(EXERCISE PASSAGE)
I very much enjoyed Jessica Lee's memoir, Turning, about swimming over the course of a year in fifty-two lakes in the Berlin area. Having visited the city for too brief a time back in 2019, I didn’t see much beyond the historic downtown, where I'd tried to retrace some of my dad's steps at the Luftwaffe headquarters and the Tiergarten. I'd tried to imagine him eighteen and in love with the promises of the Third Reich. But Berlin is more than the Second World War.
I'd been aware that the city had many lakes but had not realized how huge Berlin in fact is. (Population: 3.6 million and about 900 square km. That's about five times more people than Winnipeg and twice as spread out.) During (yet another!) covid-March, by googling the fifty-two lakes that the memoirist swam throughout all four seasons, I've extended my experience of Berlin.
I appreciated how Jessica Lee interwove her personal life, environmental issues, and history with the actions of cycling and swimming. While I love swimming, I’m quite certain I could never break ice to swim in cold water. Lee is a much tougher swimmer than I could ever be, but I understood her need to prove something by swimming, having myself almost drowned as a youngster. I look forward to reading her newest book, Two Trees Make a Forest, which was on the Canada Reads list this past year and received the Hilary Weston Writers’ Trust Award for Nonfiction. Maybe if, or when, I visit Berlin again, I'd like to check out some of the lakes in Berlin and the surrounding Brandenburg area. She refers to a hiking trail, called 66 Seen Wanderung, that demands more research, too.The book offered up a personal connection for me when her friend, Anne, starts singing, “Pack die Badehose ein.” (page 245). It’s a 1950s hit about swimming in the Wannsee, and was my dad’s favourite tune as we headed out to beaches here in Manitoba back when I was young. Such a nostalgic earwig!
A memorable line comes near the end when she heads to a forest area filled with war memories: “But in Halbe I’m reminded that the landscape remembers even as it grows over.” (page 260). Travel. I remember it fondly, but I’m determined to appreciate the opportunity of not travelling, too. Reading is a great travel substitute.

(SOURCE DATA)
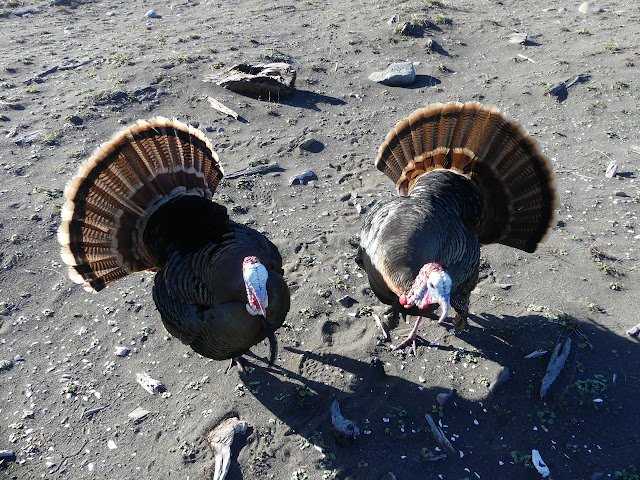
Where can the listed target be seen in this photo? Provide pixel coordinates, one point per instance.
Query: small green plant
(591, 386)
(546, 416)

---

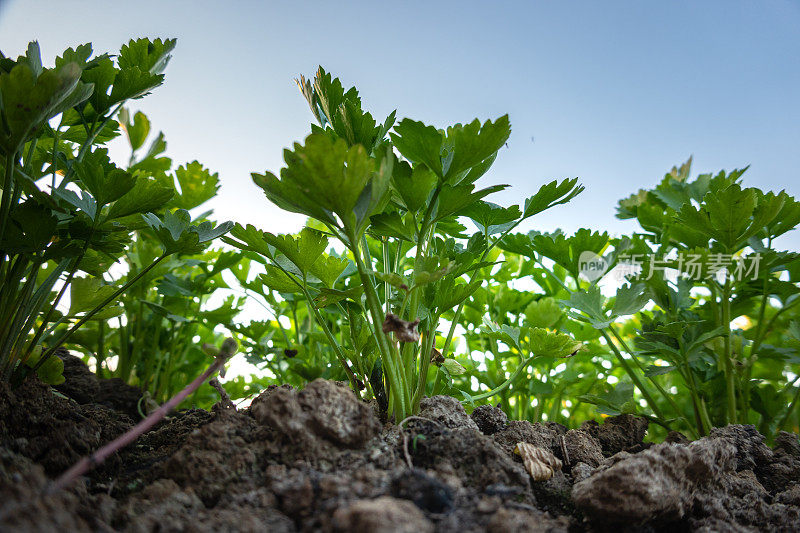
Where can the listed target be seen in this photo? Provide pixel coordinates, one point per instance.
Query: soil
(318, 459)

(TASK STATEMENT) In the review of Turning, what song does Lee's friend Anne start singing? The lines stand apart from the review of Turning and have no connection to it.

(EXERCISE RESPONSE) "Pack die Badehose ein."